─── Alıntı metin
Sıcak paranın boyutları ile ilgili Merkez Bankası'nın (MB) gerçeği umursamayan değerlendirmesiyse, sorunun vahametini artırmış bulunuyor. Merkez Bankası Başkanı'nın 14 milyar dolar olarak açıkladığı ve medyada yaygınlaştırılan bu sıcak parayı hafife alma aymazlığına dikkat çekilmelidir.
Sıcak para, MB Başkanı'nın iddia ettiği ve TBMM'ye sunduğu gibi 14 milyar dolar mı, yoksa bir tanıma göre 38, başka bir tanıma göre de 49 milyar dolar mıdır? Anlaşılacağı gibi sıcak paranın miktarı ile ilgili algılama ve bunu bir sorun olarak görüp görmeme konusunda büyük bir fark vardır.
Sıcak para, özü itibariyle, mali piyasalarda kırılganlıklar yaratan unsurlar içermektedir ve zaman içinde ekonomide yeni risklerin doğmasına zemin hazırlamaktadır. Söz konusu kırılganlıkların en önemli göstergeleriniyse, artan dış ticaret ve cari işlemleri açıklarıyla, kısa vadeli dış borçların merkez bankası döviz rezervleri karşısındaki yükselen oranları oluşturmaktadır.
2001'den bu yana kısa vadeli dış borç stoku neredeyse iki misline ulaşmış, Merkez Bankası'nın döviz rezervlerine oranı olarak da tekrar yükselme eğilimine girmiştir. 2001 sonunda yüzde 60.7 düzeyinde olan bu oran, 2004 sonu itibariyle 20 puan yükselerek yüzde 81'e çıkmıştır. Bu oranın yüksekliği uluslararası spekülatörler tarafından önemli bir kırılganlık göstergesi olarak kabul edilmektedir.
──────
Sıcak para konulu metne göre kısa vadeli dış borçların Merkez Bankası döviz rezervlerine oranı 2004 sonunda yüzde kaçtı?
─── Veri alıntısı
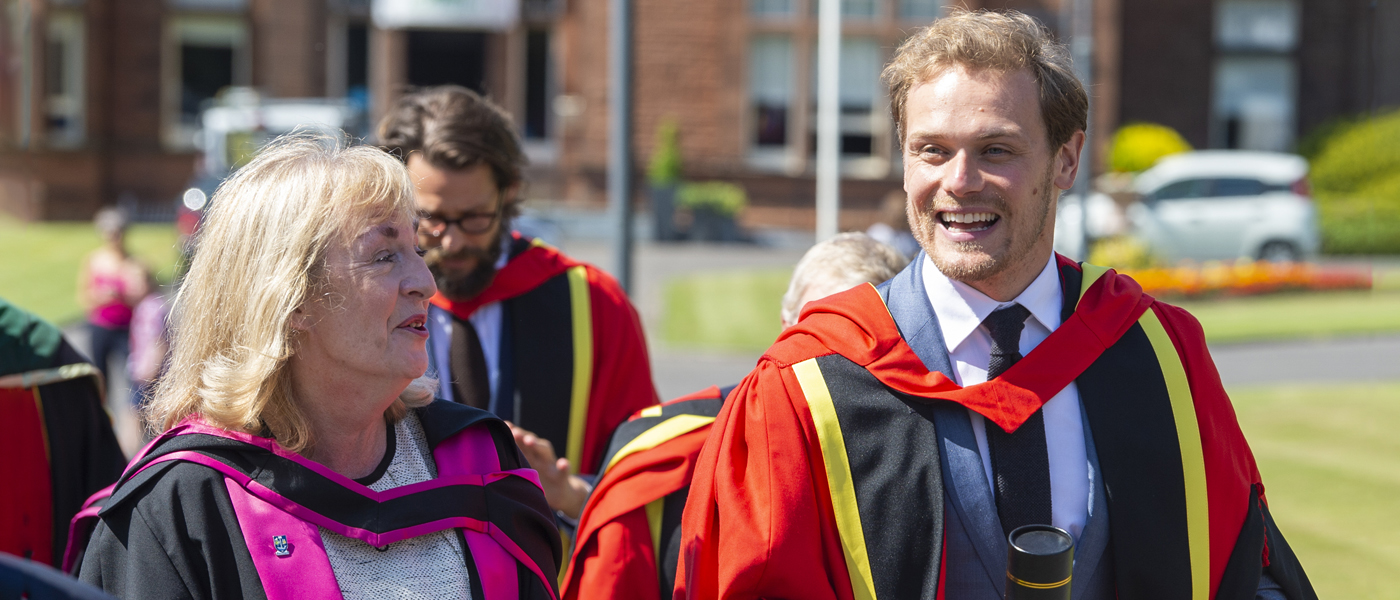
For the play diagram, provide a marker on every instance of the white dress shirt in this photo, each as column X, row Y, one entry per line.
column 961, row 311
column 487, row 322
──────
__Sonuç aşağıda__
Yüzde 81.